Records for the task:
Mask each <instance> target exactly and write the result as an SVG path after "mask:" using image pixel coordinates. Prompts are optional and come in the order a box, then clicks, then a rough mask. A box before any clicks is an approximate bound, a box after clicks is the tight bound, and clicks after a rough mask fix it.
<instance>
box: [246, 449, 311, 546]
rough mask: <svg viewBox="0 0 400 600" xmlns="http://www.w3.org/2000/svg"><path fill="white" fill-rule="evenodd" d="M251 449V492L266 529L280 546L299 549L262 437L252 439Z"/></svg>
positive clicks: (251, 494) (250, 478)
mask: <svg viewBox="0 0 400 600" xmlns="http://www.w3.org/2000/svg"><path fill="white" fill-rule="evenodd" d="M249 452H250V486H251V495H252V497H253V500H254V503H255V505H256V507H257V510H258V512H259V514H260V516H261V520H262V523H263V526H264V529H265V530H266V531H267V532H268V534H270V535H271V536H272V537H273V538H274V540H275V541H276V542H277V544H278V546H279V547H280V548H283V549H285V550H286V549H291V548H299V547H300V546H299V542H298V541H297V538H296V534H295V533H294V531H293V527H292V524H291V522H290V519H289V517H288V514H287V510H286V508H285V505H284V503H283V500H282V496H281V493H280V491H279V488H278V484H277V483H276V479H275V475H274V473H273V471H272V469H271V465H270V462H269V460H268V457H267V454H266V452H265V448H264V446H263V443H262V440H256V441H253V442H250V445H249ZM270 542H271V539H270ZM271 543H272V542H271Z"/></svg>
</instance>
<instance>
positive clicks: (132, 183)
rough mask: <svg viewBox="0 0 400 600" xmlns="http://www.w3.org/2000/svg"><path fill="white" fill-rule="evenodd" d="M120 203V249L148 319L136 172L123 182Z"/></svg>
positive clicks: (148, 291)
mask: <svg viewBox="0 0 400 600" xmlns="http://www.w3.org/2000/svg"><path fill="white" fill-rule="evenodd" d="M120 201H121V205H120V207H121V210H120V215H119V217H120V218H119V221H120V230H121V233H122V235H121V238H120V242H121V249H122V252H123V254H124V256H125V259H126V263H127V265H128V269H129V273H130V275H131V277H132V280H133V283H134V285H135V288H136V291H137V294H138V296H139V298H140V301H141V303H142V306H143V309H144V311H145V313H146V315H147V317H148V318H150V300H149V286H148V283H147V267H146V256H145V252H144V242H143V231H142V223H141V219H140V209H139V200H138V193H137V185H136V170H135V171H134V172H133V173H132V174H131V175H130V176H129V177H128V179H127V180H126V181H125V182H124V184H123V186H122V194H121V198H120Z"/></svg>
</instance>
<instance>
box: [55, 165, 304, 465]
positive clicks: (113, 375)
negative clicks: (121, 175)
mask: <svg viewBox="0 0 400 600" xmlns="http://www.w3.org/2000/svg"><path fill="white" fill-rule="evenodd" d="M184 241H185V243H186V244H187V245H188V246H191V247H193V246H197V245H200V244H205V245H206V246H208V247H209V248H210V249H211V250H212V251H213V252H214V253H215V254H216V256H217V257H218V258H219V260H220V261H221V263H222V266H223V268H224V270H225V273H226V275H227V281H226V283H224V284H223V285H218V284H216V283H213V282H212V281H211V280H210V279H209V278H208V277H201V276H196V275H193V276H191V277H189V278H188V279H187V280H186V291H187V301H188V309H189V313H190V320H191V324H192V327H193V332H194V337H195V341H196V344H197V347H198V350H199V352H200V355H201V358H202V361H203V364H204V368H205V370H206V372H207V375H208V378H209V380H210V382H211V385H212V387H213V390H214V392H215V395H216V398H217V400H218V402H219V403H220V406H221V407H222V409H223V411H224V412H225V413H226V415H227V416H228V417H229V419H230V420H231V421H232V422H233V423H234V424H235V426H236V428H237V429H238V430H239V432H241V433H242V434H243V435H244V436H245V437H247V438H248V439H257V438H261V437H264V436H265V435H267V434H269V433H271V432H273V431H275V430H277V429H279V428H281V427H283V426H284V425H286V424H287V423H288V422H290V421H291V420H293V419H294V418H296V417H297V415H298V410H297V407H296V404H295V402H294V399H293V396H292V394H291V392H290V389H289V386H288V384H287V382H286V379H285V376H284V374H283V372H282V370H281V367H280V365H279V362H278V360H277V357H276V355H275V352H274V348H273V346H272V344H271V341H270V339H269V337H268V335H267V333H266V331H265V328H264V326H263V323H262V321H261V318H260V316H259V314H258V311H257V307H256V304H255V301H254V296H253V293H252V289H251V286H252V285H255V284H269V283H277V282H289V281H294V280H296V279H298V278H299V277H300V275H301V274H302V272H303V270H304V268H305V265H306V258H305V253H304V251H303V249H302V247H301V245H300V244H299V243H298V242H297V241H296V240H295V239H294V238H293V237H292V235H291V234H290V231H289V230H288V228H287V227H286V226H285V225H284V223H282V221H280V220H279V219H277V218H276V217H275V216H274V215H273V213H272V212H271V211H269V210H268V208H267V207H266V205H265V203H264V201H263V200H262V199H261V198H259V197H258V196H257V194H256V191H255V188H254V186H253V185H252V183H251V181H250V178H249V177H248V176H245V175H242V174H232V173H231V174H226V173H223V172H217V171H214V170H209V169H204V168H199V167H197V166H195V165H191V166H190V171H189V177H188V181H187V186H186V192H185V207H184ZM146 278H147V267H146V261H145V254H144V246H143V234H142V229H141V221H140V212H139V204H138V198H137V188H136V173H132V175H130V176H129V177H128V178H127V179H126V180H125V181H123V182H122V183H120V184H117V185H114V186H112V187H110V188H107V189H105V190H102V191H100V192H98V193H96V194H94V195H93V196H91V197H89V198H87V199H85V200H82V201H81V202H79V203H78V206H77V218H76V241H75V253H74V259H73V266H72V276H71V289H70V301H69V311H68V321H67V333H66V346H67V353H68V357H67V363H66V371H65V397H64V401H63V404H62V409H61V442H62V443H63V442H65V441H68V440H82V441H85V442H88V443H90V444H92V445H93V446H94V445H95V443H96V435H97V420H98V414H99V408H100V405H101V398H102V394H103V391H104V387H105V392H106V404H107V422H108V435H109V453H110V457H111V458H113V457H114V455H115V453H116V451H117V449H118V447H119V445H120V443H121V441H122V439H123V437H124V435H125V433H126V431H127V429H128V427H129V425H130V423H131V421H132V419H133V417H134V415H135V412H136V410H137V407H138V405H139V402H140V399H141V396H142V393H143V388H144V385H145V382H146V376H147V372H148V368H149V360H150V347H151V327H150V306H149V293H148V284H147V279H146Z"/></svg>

The task: Transcribe the data word for word.

Output of the task:
Mask each <instance> target exactly and write the result as an SVG path after "mask:" using image pixel coordinates. Prompts are optional and come in the order a box, then clicks, then a rough mask. A box before any clicks is an approximate bound, a box after clicks is the tight bound, and clicks after a rough mask fix it.
<instance>
box: [246, 449, 311, 546]
rough mask: <svg viewBox="0 0 400 600" xmlns="http://www.w3.org/2000/svg"><path fill="white" fill-rule="evenodd" d="M251 449V492L266 529L280 546L299 549L262 437L252 439Z"/></svg>
positive clicks: (251, 494) (250, 478)
mask: <svg viewBox="0 0 400 600" xmlns="http://www.w3.org/2000/svg"><path fill="white" fill-rule="evenodd" d="M249 452H250V486H251V495H252V497H253V500H254V503H255V505H256V507H257V510H258V512H259V514H260V516H261V520H262V523H263V526H264V529H265V530H266V531H267V532H268V534H270V535H271V536H272V537H273V538H274V540H275V541H276V542H277V544H278V546H279V547H280V548H283V549H285V550H286V549H291V548H299V547H300V546H299V542H298V541H297V538H296V534H295V533H294V531H293V527H292V524H291V522H290V519H289V517H288V514H287V510H286V508H285V505H284V503H283V500H282V496H281V493H280V491H279V488H278V484H277V483H276V479H275V475H274V473H273V471H272V469H271V465H270V462H269V460H268V457H267V454H266V452H265V448H264V446H263V443H262V440H256V441H253V442H250V445H249ZM270 542H271V539H270ZM271 543H272V542H271Z"/></svg>
</instance>
<instance>
positive clicks: (132, 183)
rough mask: <svg viewBox="0 0 400 600" xmlns="http://www.w3.org/2000/svg"><path fill="white" fill-rule="evenodd" d="M120 203V249L148 319L136 172L123 182Z"/></svg>
positive clicks: (148, 291)
mask: <svg viewBox="0 0 400 600" xmlns="http://www.w3.org/2000/svg"><path fill="white" fill-rule="evenodd" d="M120 201H121V205H120V207H121V210H120V215H119V217H120V218H119V221H120V230H121V233H122V235H121V238H120V242H121V249H122V252H123V254H124V256H125V259H126V263H127V265H128V269H129V273H130V275H131V277H132V280H133V283H134V285H135V288H136V291H137V294H138V296H139V298H140V301H141V303H142V306H143V309H144V311H145V313H146V315H147V317H148V318H150V300H149V286H148V283H147V267H146V256H145V252H144V242H143V231H142V223H141V219H140V209H139V200H138V193H137V185H136V170H135V171H134V172H133V173H132V174H131V175H130V176H129V177H128V179H127V180H126V181H125V182H124V184H123V186H122V194H121V198H120Z"/></svg>
</instance>
<instance>
box: [55, 165, 304, 465]
positive clicks: (113, 375)
negative clicks: (121, 175)
mask: <svg viewBox="0 0 400 600" xmlns="http://www.w3.org/2000/svg"><path fill="white" fill-rule="evenodd" d="M184 241H185V243H186V244H187V245H188V246H191V247H193V246H197V245H200V244H205V245H206V246H208V247H209V248H210V249H211V250H212V251H213V252H214V253H215V254H216V256H217V257H218V258H219V260H220V261H221V263H222V266H223V268H224V270H225V273H226V275H227V281H226V283H224V284H223V285H218V284H216V283H213V282H212V281H211V280H210V279H209V278H208V277H201V276H196V275H193V276H191V277H189V278H188V279H187V280H186V291H187V301H188V309H189V313H190V320H191V324H192V327H193V332H194V337H195V341H196V344H197V347H198V350H199V352H200V355H201V358H202V361H203V364H204V368H205V370H206V372H207V375H208V378H209V380H210V382H211V385H212V387H213V390H214V392H215V395H216V398H217V400H218V402H219V403H220V406H221V407H222V409H223V411H224V412H225V413H226V415H227V416H228V417H229V419H230V420H231V421H232V422H233V423H234V424H235V426H236V428H237V429H238V430H239V432H241V433H242V434H243V435H244V436H245V437H247V438H248V439H257V438H261V437H264V436H265V435H267V434H269V433H271V432H273V431H275V430H277V429H279V428H281V427H283V426H284V425H286V424H287V423H288V422H290V421H291V420H293V419H294V418H296V417H297V415H298V410H297V407H296V404H295V402H294V399H293V396H292V394H291V392H290V389H289V386H288V384H287V382H286V379H285V376H284V374H283V372H282V370H281V367H280V365H279V362H278V360H277V357H276V355H275V352H274V348H273V346H272V344H271V341H270V339H269V337H268V335H267V333H266V331H265V328H264V326H263V323H262V321H261V318H260V316H259V314H258V311H257V307H256V304H255V301H254V296H253V293H252V289H251V286H252V285H255V284H269V283H277V282H289V281H294V280H296V279H298V278H299V277H300V275H301V274H302V272H303V270H304V268H305V265H306V258H305V253H304V251H303V249H302V247H301V245H300V244H299V243H298V242H297V241H296V240H295V239H294V238H293V237H292V235H291V234H290V231H289V230H288V228H287V227H286V226H285V225H284V223H282V221H280V220H279V219H277V218H276V217H275V216H274V215H273V213H272V212H271V211H269V210H268V208H267V207H266V205H265V203H264V201H263V200H262V199H261V198H259V197H258V196H257V194H256V191H255V188H254V186H253V185H252V183H251V181H250V178H249V177H248V176H245V175H242V174H232V173H231V174H226V173H223V172H217V171H214V170H209V169H204V168H199V167H197V166H195V165H191V166H190V171H189V177H188V181H187V186H186V192H185V207H184ZM146 278H147V267H146V261H145V254H144V246H143V234H142V229H141V221H140V212H139V204H138V198H137V188H136V173H132V175H130V176H129V177H128V178H127V179H126V180H125V181H123V182H122V183H120V184H117V185H114V186H112V187H110V188H107V189H105V190H102V191H100V192H98V193H96V194H94V195H93V196H91V197H89V198H87V199H85V200H82V201H81V202H79V203H78V206H77V218H76V241H75V253H74V259H73V266H72V276H71V289H70V301H69V311H68V321H67V333H66V346H67V353H68V357H67V363H66V371H65V397H64V401H63V404H62V409H61V442H62V443H63V442H65V441H68V440H82V441H85V442H88V443H90V444H92V445H93V446H94V445H95V443H96V435H97V420H98V414H99V408H100V405H101V398H102V394H103V391H104V387H105V392H106V404H107V422H108V435H109V453H110V457H111V458H113V457H114V455H115V453H116V451H117V449H118V447H119V445H120V443H121V441H122V439H123V437H124V435H125V433H126V431H127V429H128V427H129V425H130V423H131V421H132V419H133V417H134V415H135V412H136V410H137V407H138V405H139V402H140V399H141V396H142V393H143V388H144V385H145V382H146V376H147V372H148V368H149V360H150V347H151V327H150V306H149V293H148V284H147V279H146Z"/></svg>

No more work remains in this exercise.